- [Provided material]
________________________
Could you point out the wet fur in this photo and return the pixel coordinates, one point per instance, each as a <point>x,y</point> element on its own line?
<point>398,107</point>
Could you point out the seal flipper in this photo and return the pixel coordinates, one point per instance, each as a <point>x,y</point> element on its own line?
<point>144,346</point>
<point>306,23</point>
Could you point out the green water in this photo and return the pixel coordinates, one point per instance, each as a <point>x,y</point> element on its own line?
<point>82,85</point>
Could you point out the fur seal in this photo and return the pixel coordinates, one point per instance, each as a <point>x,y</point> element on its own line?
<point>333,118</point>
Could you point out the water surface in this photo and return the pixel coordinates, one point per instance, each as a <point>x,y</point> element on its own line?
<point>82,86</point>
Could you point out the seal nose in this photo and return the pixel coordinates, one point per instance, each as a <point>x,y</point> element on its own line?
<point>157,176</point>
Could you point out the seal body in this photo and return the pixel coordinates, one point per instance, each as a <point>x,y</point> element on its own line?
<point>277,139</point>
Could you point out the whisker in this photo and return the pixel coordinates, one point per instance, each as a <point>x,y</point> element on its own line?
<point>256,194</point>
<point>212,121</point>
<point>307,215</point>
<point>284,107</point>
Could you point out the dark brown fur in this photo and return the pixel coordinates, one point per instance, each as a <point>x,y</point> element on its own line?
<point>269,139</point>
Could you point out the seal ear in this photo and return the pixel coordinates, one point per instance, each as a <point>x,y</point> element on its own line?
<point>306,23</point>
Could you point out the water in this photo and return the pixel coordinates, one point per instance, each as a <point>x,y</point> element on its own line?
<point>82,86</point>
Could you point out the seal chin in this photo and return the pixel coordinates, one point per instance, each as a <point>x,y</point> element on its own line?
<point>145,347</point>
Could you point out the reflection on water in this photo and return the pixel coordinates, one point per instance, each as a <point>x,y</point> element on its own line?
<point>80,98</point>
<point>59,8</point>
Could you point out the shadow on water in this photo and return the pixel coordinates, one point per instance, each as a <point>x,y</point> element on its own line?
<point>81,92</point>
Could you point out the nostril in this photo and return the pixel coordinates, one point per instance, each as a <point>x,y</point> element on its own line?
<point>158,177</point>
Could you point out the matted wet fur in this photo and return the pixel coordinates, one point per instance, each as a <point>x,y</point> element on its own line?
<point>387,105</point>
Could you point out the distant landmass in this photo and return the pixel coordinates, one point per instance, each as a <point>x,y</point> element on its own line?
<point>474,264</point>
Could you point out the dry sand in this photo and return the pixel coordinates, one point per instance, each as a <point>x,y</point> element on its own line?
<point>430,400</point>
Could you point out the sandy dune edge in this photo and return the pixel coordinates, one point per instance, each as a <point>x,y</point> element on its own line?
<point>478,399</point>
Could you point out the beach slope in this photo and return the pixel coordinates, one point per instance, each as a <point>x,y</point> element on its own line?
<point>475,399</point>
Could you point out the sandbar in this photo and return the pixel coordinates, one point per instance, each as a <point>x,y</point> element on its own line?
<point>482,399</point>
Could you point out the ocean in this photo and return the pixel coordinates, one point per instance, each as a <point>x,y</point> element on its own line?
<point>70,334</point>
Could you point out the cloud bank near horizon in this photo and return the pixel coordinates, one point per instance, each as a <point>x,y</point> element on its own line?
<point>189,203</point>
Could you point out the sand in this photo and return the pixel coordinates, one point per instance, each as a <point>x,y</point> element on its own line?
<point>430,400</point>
________________________
- [What the task asks] Write the entries out again, exactly and completely.

- [Written reply]
Could you point out the wet fur in this photo and return the pixel coordinates, one point per instance, each as a <point>x,y</point> element on its own line?
<point>398,107</point>
Could you point out the seal flipper in this photo and return the pixel coordinates, one point per instance, each as a <point>x,y</point> element on its own line?
<point>144,346</point>
<point>306,23</point>
Could you point out the green water in this photo and return the pixel coordinates, one point per instance, each as a <point>x,y</point> element on its own line?
<point>82,85</point>
Could you point out the fur seal in this photo and return the pixel coordinates, one point per instance, each as a <point>x,y</point> element on its own line?
<point>333,118</point>
Could you point out the water surface in this photo and return the pixel coordinates, one point per instance, each as a <point>x,y</point> element on its own line?
<point>82,86</point>
Could you point out the seal nose in this photo and return the pixel coordinates, one point per instance, each as a <point>x,y</point> element on its own line?
<point>157,176</point>
Could you point out the seal body in this photo and return the pixel coordinates, one point per instance, each as a <point>x,y</point> element on its own line?
<point>277,139</point>
Could you point out the whisker in this photo and return the pixel coordinates, one point per instance, each as a <point>x,y</point> element on its own line?
<point>256,194</point>
<point>212,121</point>
<point>307,215</point>
<point>284,107</point>
Could you point out the dark brown fur in this photo and return the pixel coordinates, one point per instance, each as a <point>x,y</point> element on its own line?
<point>269,139</point>
Could you point out the seal ear in this photo and return the pixel coordinates, one point per instance, each as a <point>x,y</point> element on its own line?
<point>306,23</point>
Could you point out the water in this photo and return the pixel coordinates, one point per instance, each as a <point>x,y</point> element on its own line?
<point>82,86</point>
Could you point out the seal chin in this photo and return the pixel coordinates, one point per instance, each as a <point>x,y</point> element on its own line?
<point>145,347</point>
Could you point out the reflection on water in this photo and return the pixel coordinates, one point per instance, each as a <point>x,y</point> element on its own line?
<point>80,98</point>
<point>59,8</point>
Could you point out the shadow on water in this photo and return the pixel coordinates, one point per instance, each as a <point>x,y</point> element on its own line?
<point>81,92</point>
Could you point out the nostril in this photo and return the pixel coordinates, one point per instance, each as a <point>x,y</point> element on its own line?
<point>158,177</point>
Could you point out the matted wet fur in this photo and return the pixel coordinates, one point per instance, each as a <point>x,y</point> element on its own line?
<point>387,105</point>
Could you point out the distant landmass in this photo and return the pixel coordinates, one point per instance, each as a <point>x,y</point> element on its own line?
<point>474,264</point>
Could you point out the dry sand in this photo and return the pixel coordinates, one point per instance, each as a <point>x,y</point> element on its own line?
<point>430,400</point>
Could you point out the sandy dune edge in this photo and return the pixel coordinates, one point per instance, each as a <point>x,y</point> element on its own line?
<point>478,399</point>
Could you point out the beach slope in this photo and return the pixel coordinates, one point per instance, each as a <point>x,y</point> element on its own line?
<point>475,399</point>
Could you point out the sandbar in this photo and return the pixel coordinates, one point per instance, each as a <point>x,y</point> element on its own line?
<point>482,399</point>
Could you point out the ocean in this photo and return the pixel coordinates, one point per instance, each as a <point>x,y</point> element on its own line?
<point>70,334</point>
Could you point out the cloud bank near horizon in this photo and return the pixel coordinates, one point per instance, each as a <point>x,y</point> element on its own line?
<point>189,203</point>
Could you point out the sand in this photo and return the pixel coordinates, one point per instance, each as a <point>x,y</point> element on its own line?
<point>430,400</point>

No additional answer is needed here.